* Written instruction A:
Revise the records from the line containing "Please place a point on the vendor" through the end of the records, changing "handrail post" to "railing post" and leaving everything else as it is.

* Selected passage:
Models trained on labeled data where each input sample is paired with a known output (target). The model learns to map inputs to outputs.

  • Examples: Classification (predicting categories), Regression (predicting continuous values)

  • Use cases: Image classification, DQ flagging, retrievals

Unsupervised Learning

Models trained on unlabeled data to discover hidden patterns, structures, or relationships without predefined targets.

  • Examples: Clustering (grouping similar samples), Dimensionality reduction, Anomaly detection

  • Use cases: Anomaly detection, regime classification, DQ flagging

Self-Supervised Learning

A form of unsupervised learning where labels are automatically generated from the data itself, allowing models to learn useful representations without manual annotation.

  • Examples: Contrastive learning, Masked language modeling, Rotation prediction

  • Use cases: Pre-training large models, learning from unlabeled data at scale

Semi-Supervised Learning

Combines a small amount of labeled data with a large amount of unlabeled data to improve model performance.

  • Use cases: When labeling data is expensive, leveraging unlabeled data efficiently.

Reinforcement Learning

Models learn by interacting with an environment, receiving rewards or penalties for actions taken.

  • Examples: Decision-making systems

  • Use cases: Autonomous systems, optimization problems

For the Summer School, we will be focusing on two of these: Supervised Learning and Unsupervised Learning.

Practical Guidelines for Unsupervised Learning

More specifically:

  • Simple models (k-means, basic clustering): 100-300 points per feature

  • Moderate complexity (hierarchical clustering, mixture models): 500-1000 points per feature

  • Complex models (deep autoencoders, advanced manifold learning): 1000+ points per feature

  • Aim for at least 10x-100x more samples than the number of features to avoid the “curse of dimensionality”

This ensures sufficient data density for discovering meaningful patterns without overfitting. For this afternoon’s example, we will only be using a simple model. The below illustration shows the three different scenarios that can occur based on model complexity when fitting your model.

  • Underfitting occurs when the model is not complex enough to capture the observed trends.

  • A robust fit occurs when the model complexity matches the dataset complexity

  • Overfitting occurs when the dataset size is insufficient for the complexity of the model.

We also have to determine the complexity of our model by incorporating the bias-variance tradeoff:

  • A simpler model will exhibit less variance, but have a high bias.

  • Consequently, a complex model reduces bias at the cost of high variance.

Feature Extraction and Dimensionality Reduction

The next step in an unsupervised learning workflow is to determine which features you need for your workflow. This depends on your problem. In the problem of categorizing atmospheric regimes, we are typically interested in the vertical column of thermodynamic and kinematic parameters that show how temperature, relative humidity, and winds vary throughout the whole column.

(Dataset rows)
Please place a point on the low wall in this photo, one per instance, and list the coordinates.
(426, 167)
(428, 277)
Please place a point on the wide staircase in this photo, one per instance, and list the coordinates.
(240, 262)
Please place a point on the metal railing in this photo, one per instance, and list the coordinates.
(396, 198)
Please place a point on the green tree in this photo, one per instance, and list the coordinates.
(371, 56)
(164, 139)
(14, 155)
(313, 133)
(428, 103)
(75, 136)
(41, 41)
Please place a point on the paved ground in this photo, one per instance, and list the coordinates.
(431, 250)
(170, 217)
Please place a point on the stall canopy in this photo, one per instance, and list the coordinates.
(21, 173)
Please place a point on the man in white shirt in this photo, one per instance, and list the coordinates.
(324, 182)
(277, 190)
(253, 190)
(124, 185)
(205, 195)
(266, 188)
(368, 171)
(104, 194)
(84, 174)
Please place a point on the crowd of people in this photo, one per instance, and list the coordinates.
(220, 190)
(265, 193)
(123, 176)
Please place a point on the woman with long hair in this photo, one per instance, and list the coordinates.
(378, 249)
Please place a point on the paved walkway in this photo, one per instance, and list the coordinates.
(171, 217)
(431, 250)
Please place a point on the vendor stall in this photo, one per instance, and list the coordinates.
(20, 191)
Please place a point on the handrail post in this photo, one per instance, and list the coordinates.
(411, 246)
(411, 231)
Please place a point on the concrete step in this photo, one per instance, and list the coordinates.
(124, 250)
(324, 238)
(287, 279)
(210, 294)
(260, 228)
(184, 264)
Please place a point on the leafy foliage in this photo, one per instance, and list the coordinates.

* Written instruction B:
According to the passage on machine learning types, which two types will the Summer School focus on?

* Result A:
Please place a point on the vendor stall in this photo, one per instance, and list the coordinates.
(20, 191)
Please place a point on the railing post in this photo, one per instance, and list the coordinates.
(411, 246)
(411, 231)
Please place a point on the concrete step in this photo, one per instance, and list the coordinates.
(124, 250)
(324, 238)
(287, 279)
(210, 294)
(260, 228)
(184, 264)
Please place a point on the leafy foliage in this photo, one per instance, and list the coordinates.

* Result B:
Supervised Learning and Unsupervised Learning.